+++ Data for this exercise +++

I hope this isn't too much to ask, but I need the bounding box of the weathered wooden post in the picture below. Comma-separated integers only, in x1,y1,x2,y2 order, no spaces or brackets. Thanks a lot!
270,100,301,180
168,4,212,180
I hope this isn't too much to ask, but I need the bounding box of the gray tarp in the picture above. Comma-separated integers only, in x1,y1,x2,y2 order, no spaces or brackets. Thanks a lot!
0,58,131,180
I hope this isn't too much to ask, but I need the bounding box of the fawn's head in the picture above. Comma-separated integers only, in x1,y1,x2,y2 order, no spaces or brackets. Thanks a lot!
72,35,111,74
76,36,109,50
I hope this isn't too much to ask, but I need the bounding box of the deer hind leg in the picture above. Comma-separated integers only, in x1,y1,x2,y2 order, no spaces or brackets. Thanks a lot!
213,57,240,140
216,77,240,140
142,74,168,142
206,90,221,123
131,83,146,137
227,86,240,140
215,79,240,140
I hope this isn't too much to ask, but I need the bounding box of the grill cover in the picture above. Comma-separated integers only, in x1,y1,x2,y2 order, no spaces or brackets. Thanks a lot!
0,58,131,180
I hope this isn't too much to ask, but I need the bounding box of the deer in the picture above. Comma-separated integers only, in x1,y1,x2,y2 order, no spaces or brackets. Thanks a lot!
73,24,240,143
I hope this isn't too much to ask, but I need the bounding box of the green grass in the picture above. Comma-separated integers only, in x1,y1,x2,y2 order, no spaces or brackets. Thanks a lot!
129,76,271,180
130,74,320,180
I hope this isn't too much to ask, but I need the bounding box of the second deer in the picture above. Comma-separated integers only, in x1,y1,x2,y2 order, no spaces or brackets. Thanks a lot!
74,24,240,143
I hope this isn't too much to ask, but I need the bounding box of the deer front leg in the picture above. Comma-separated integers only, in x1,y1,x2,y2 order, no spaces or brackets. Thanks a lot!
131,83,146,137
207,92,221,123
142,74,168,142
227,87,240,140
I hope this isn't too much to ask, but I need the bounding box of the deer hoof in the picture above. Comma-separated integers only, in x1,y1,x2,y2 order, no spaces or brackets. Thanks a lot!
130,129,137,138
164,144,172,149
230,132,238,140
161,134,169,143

+++

## Work required
Please restate, exactly as written, the line that holds "the deer hoof" and all remaining lines of the data above, and only those.

## Response to this exercise
I hope this isn't too much to ask, but I need the bounding box of the deer hoof in the picture above. Comma-separated integers only, in x1,y1,x2,y2 order, no spaces or brackets. Thanks a lot!
130,129,137,138
164,144,172,149
230,132,238,140
161,134,169,143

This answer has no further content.